• Prompt: Write out the material exactly, leaving every picture behind.

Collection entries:
____________________
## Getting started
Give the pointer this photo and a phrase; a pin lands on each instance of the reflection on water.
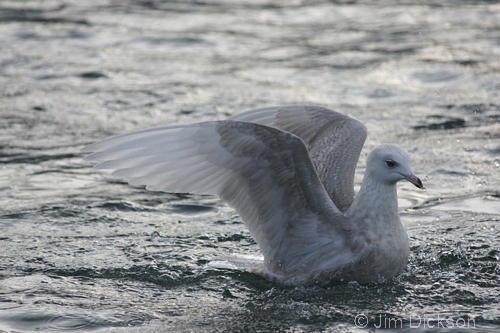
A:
(84, 251)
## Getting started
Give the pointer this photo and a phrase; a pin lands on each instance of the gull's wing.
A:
(264, 173)
(334, 141)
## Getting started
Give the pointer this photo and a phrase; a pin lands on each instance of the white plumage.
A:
(285, 170)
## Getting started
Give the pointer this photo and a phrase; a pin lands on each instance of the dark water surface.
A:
(81, 250)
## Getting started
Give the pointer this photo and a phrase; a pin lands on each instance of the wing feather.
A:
(334, 141)
(265, 173)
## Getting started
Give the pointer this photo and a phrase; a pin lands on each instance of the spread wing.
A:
(264, 173)
(334, 141)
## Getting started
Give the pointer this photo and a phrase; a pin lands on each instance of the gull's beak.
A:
(415, 181)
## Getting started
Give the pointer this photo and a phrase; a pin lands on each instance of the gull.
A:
(288, 171)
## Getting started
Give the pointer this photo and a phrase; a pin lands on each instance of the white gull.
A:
(289, 173)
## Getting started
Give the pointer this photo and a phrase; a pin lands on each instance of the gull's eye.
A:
(390, 163)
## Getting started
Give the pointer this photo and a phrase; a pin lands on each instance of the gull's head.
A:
(390, 164)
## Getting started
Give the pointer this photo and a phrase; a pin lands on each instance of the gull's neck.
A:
(375, 200)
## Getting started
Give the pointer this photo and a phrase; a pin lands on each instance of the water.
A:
(84, 251)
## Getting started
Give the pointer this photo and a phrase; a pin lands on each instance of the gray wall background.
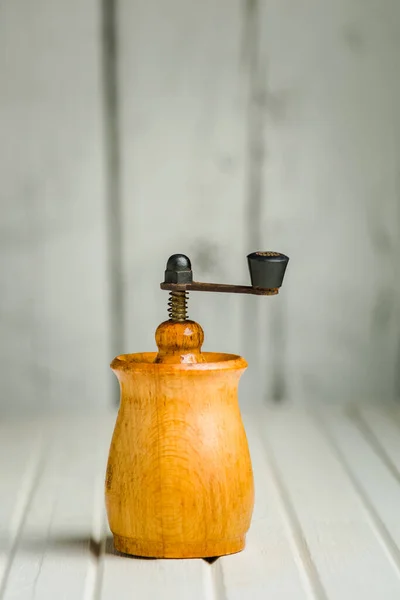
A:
(133, 129)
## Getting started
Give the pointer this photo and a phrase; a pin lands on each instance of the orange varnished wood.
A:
(179, 342)
(179, 480)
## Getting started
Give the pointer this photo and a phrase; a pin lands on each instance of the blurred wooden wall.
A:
(133, 129)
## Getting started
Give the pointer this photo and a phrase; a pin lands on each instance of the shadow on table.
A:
(67, 545)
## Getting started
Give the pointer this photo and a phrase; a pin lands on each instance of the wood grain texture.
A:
(337, 542)
(179, 342)
(54, 313)
(325, 496)
(179, 479)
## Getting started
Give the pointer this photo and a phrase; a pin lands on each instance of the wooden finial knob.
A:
(179, 342)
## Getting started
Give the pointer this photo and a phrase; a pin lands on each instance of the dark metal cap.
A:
(178, 270)
(267, 269)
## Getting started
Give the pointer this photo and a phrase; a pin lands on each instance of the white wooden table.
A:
(326, 523)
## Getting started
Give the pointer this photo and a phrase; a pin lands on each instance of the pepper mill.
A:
(179, 481)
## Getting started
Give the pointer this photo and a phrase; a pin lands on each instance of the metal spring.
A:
(177, 306)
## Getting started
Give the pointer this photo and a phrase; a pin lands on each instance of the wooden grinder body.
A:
(179, 480)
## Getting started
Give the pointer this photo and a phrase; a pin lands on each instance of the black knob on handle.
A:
(267, 269)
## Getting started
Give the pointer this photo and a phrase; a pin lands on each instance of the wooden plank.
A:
(336, 528)
(328, 91)
(53, 235)
(383, 426)
(378, 489)
(269, 565)
(126, 578)
(21, 450)
(183, 148)
(58, 549)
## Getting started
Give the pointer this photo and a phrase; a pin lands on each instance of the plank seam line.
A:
(112, 159)
(303, 558)
(31, 479)
(215, 586)
(370, 437)
(377, 526)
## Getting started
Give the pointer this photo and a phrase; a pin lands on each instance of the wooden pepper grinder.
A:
(179, 480)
____________________
• Correct response:
## Getting started
Give the pointer this photo and a phrase; a pin lands on each instance of the reflection on water.
A:
(84, 251)
## Getting started
Give the pointer this photo and a phrase; a pin lands on each instance of the gull's wing.
A:
(264, 173)
(334, 141)
## Getting started
Give the pointer this photo and a phrase; a pin lands on each instance of the white plumage.
A:
(285, 170)
## Getting started
Give the pointer this photo and a phrase; a pin lands on each instance of the dark water surface.
A:
(81, 250)
## Getting started
Give the pointer this photo and a phrase; a pin lands on each instance of the wing feather.
A:
(334, 141)
(265, 173)
## Getting started
Give the pointer this photo and a phrase; a pin lands on each instance of the spread wing.
A:
(264, 173)
(334, 141)
## Getting started
Give the pointer this photo and a phrase; a pin lands on each instance of the gull's beak.
A:
(415, 181)
## Getting started
Give the pointer this photo and a phrase; a pin lands on each instance of the gull.
A:
(288, 171)
## Getting started
Give the pointer this photo and a phrase; a pin lands on each instance of the white gull.
A:
(289, 173)
## Getting started
Give the pointer this photo and a phrase; a pin lands on each instance of the gull's eye.
A:
(390, 163)
## Getting started
Give the pointer this photo and a phrase; a pin lands on each instance of the gull's head.
A:
(390, 164)
## Getting started
Give the pointer this photo and a phrase; a pin lands on each instance of the gull's neck.
A:
(375, 200)
## Getting started
Give the pointer this photo and a phrase; a pin lands on each instance of the water.
A:
(84, 251)
## Getting started
Give the pointer this photo and a phrase; a pin lands on each instance of the gray wall background.
A:
(133, 129)
## Getting started
Give the pointer this photo and a phrase; a pin lands on each instance of the orange varnished wood.
A:
(179, 342)
(179, 480)
## Getting started
Give the pointer this photo and a phrase; a pin lands on each instance of the blurred wooden wall.
A:
(133, 129)
## Getting started
Give the pointer this photo and a phrase; a pin lands on each instance of the shadow on table.
A:
(67, 545)
## Getting started
Give the pointer this photo and a phrase; a pin lands on each instance of the wood grain texture.
A:
(337, 542)
(179, 342)
(54, 313)
(325, 496)
(179, 479)
## Getting started
Give the pointer this photo and a phrase; a pin lands on each instance of the wooden finial knob.
A:
(179, 342)
## Getting started
Give the pointer this photo and a phrase; a pin lands on each instance of the dark metal cap.
A:
(178, 270)
(267, 269)
## Getting started
Give the pointer this photo and a phrase; a pin lands on each instance of the white wooden table.
A:
(326, 523)
## Getting started
Give the pointer this photo and a phrase; a pin lands on each instance of the pepper mill.
A:
(179, 481)
## Getting started
Give the pointer this photo and a phrase; a pin lands on each instance of the metal spring.
A:
(177, 306)
## Getting started
Give the pointer this photo and a phrase; a pin lands on each instance of the wooden grinder body.
A:
(179, 480)
## Getting started
Give the pointer this photo and a phrase; a pin lands on each instance of the black knob on handle.
A:
(267, 269)
## Getting started
Give the pointer this photo and a phrase; a pin lands on each instance of the wooden plank.
A:
(336, 528)
(328, 91)
(53, 235)
(383, 426)
(378, 489)
(269, 565)
(126, 578)
(21, 450)
(183, 148)
(58, 549)
## Getting started
Give the pointer this photo and a phrase; a pin lands on each instance of the plank seam line.
A:
(112, 159)
(303, 558)
(31, 479)
(215, 586)
(370, 437)
(377, 526)
## Getting started
Give the pointer this photo and a phrase; a pin lands on each instance of the wooden pepper grinder.
A:
(179, 480)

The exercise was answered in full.